» **PROBLEMS**
(1) Write out everything in the interview excerpt on the insurance profession from "AMY: The challenge" down to "over age 60.".
(2) Give again everything in the rows below, from the start of the rows down to the line containing "330L706 333L709 337L727", including both ends. Leave the pictures out of your answer.

Our attachment to the way things have always been done, resistance to change, and inability to ask for ideas and suggestions is crippling to the profession. We must evolve. I won’t stop being a squeaky wheel until I look at the leaderboard at our firm and see names and faces that match the diversity of my son’s school and the local supermarket.
JAY: In thinking about changes to our industry, I’m reminded of the presentation you and I attended at Finseca’s recent Advanced Markets and Advocacy Summit in Washington D.C. The former Tesla and Apple executive, George Blankenship, talked about how he positioned products to want to be purchased; thus, circumventing the traditional sales process. In our industry, we frequently hear that life insurance is sold and not bought. This tells me that some folks in our industry are resisting the way many consumers are wanting to interact. Can we change our ways to fit how clients want to buy products like life insurance?
AMY: The challenge with “selling” insurance, is that very often people are purchasing a partial solution. It’s better than nothing, but it’s not good enough. We as a profession have a responsibility to do more. I think people want as much financial success as they can have – they want optimal, they just don’t understand how to get it. When we “sell” a policy, people feel like they have checked off the box, and that the job is done. We cannot write the check for our clients, but we can make sure they have all of the information they need to make an informed decision. I have personally delivered eight death claims in 15 years, and only one of those was on a client over age 60.
The most difficult part of our job is in asking people for their time. When they give us their time, the most important part of our job is in helping them see the context within which they are making decisions about their financial future and the financial security of their family. I think people do want to buy, they just first want to understand, and prioritizing time to do that is the key. There is a disruptive solution out there for our industry, and I hope I am at the front of the line when we figure it out.

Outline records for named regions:
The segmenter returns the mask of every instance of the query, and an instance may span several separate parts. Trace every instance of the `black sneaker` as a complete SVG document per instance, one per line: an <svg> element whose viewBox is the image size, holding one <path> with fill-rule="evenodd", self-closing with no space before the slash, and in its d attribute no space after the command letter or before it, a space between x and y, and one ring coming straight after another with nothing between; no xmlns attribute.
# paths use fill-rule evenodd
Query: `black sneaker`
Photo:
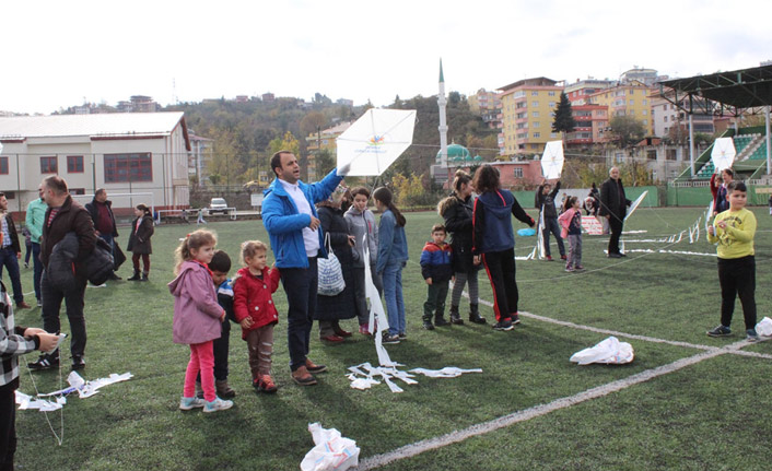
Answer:
<svg viewBox="0 0 772 471"><path fill-rule="evenodd" d="M444 326L449 326L451 322L448 322L447 320L445 320L444 317L435 317L435 318L434 318L434 325L437 326L437 327L444 327Z"/></svg>
<svg viewBox="0 0 772 471"><path fill-rule="evenodd" d="M72 357L72 370L85 368L85 360L82 356Z"/></svg>
<svg viewBox="0 0 772 471"><path fill-rule="evenodd" d="M396 333L394 335L389 335L388 332L385 332L384 337L383 337L383 343L384 344L399 343L399 335L397 335Z"/></svg>
<svg viewBox="0 0 772 471"><path fill-rule="evenodd" d="M33 372L56 368L59 366L59 357L44 353L35 362L27 363L27 366Z"/></svg>
<svg viewBox="0 0 772 471"><path fill-rule="evenodd" d="M506 331L512 330L514 328L515 326L512 325L512 320L510 319L500 320L499 322L493 325L493 330Z"/></svg>
<svg viewBox="0 0 772 471"><path fill-rule="evenodd" d="M709 330L706 333L709 337L727 337L732 335L732 329L726 326L718 326L713 330Z"/></svg>

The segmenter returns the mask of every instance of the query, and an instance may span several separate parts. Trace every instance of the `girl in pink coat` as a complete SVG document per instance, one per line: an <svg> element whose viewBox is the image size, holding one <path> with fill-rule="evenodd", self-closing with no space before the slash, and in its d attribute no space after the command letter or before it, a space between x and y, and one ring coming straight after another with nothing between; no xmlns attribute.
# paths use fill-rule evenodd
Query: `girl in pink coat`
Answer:
<svg viewBox="0 0 772 471"><path fill-rule="evenodd" d="M273 326L279 322L279 313L273 305L272 293L279 289L279 269L268 269L268 247L260 240L242 244L243 269L233 283L233 313L242 325L242 339L249 350L252 385L259 392L276 392L271 378L273 354Z"/></svg>
<svg viewBox="0 0 772 471"><path fill-rule="evenodd" d="M232 401L222 400L214 392L212 341L220 338L221 322L225 319L225 310L218 304L212 272L207 267L212 261L217 243L217 237L209 231L188 234L175 251L177 278L168 284L174 295L174 343L190 345L190 362L179 400L179 409L184 411L203 408L203 412L217 412L233 405ZM199 370L203 399L196 397Z"/></svg>

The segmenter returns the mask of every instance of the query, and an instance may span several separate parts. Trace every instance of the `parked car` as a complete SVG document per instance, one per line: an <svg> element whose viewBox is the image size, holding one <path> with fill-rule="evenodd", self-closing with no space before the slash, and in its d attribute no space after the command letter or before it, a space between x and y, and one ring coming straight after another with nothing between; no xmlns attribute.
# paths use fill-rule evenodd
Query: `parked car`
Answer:
<svg viewBox="0 0 772 471"><path fill-rule="evenodd" d="M209 203L209 214L227 214L227 203L225 202L224 198L212 198L212 201Z"/></svg>

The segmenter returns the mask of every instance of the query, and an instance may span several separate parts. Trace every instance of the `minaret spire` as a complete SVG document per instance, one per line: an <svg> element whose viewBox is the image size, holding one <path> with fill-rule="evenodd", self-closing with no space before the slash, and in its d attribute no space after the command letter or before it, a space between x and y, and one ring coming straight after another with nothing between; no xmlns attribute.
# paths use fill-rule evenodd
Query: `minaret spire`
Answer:
<svg viewBox="0 0 772 471"><path fill-rule="evenodd" d="M445 117L445 75L442 71L442 58L440 59L440 93L437 94L437 106L440 108L440 165L447 168L447 119Z"/></svg>

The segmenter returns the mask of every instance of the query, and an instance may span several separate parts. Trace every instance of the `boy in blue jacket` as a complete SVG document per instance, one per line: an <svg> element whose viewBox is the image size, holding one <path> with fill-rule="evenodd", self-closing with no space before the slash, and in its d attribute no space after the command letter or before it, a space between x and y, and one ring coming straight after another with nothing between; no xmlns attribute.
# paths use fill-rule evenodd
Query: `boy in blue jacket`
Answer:
<svg viewBox="0 0 772 471"><path fill-rule="evenodd" d="M423 246L421 251L421 274L426 281L426 302L423 303L423 328L434 330L436 326L449 326L445 320L445 298L447 298L448 281L453 278L451 264L452 249L445 242L447 232L442 224L432 227L432 240ZM434 315L434 325L432 325Z"/></svg>

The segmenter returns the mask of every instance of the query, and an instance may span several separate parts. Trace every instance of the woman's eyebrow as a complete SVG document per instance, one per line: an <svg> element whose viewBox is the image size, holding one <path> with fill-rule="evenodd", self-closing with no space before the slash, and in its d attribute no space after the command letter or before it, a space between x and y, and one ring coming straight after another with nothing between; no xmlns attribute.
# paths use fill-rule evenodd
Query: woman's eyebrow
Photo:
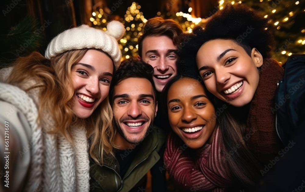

» **EXERCISE RESULTS**
(1)
AMY: The challenge with “selling” insurance, is that very often people are purchasing a partial solution. It’s better than nothing, but it’s not good enough. We as a profession have a responsibility to do more. I think people want as much financial success as they can have – they want optimal, they just don’t understand how to get it. When we “sell” a policy, people feel like they have checked off the box, and that the job is done. We cannot write the check for our clients, but we can make sure they have all of the information they need to make an informed decision. I have personally delivered eight death claims in 15 years, and only one of those was on a client over age 60.

(2)
The segmenter returns the mask of every instance of the query, and an instance may span several separate parts. Trace every instance of the `black sneaker` as a complete SVG document per instance, one per line: an <svg> element whose viewBox is the image size, holding one <path> with fill-rule="evenodd", self-closing with no space before the slash, and in its d attribute no space after the command letter or before it, a space between x and y, and one ring coming straight after another with nothing between; no xmlns attribute.
# paths use fill-rule evenodd
Query: `black sneaker`
Photo:
Answer:
<svg viewBox="0 0 772 471"><path fill-rule="evenodd" d="M444 326L449 326L451 322L448 322L447 320L445 320L444 317L435 317L435 318L434 318L434 325L437 326L437 327L444 327Z"/></svg>
<svg viewBox="0 0 772 471"><path fill-rule="evenodd" d="M72 357L72 370L85 368L85 360L82 356Z"/></svg>
<svg viewBox="0 0 772 471"><path fill-rule="evenodd" d="M396 333L394 335L389 335L388 332L385 332L384 337L383 337L383 343L384 344L399 343L399 335L397 335Z"/></svg>
<svg viewBox="0 0 772 471"><path fill-rule="evenodd" d="M33 372L56 368L59 366L59 357L44 353L35 362L27 363L27 366Z"/></svg>
<svg viewBox="0 0 772 471"><path fill-rule="evenodd" d="M506 331L512 330L514 328L515 326L512 325L512 320L510 319L500 320L499 322L493 325L493 330Z"/></svg>
<svg viewBox="0 0 772 471"><path fill-rule="evenodd" d="M709 330L706 333L709 337L727 337L732 335L732 329L726 326L718 326L713 330Z"/></svg>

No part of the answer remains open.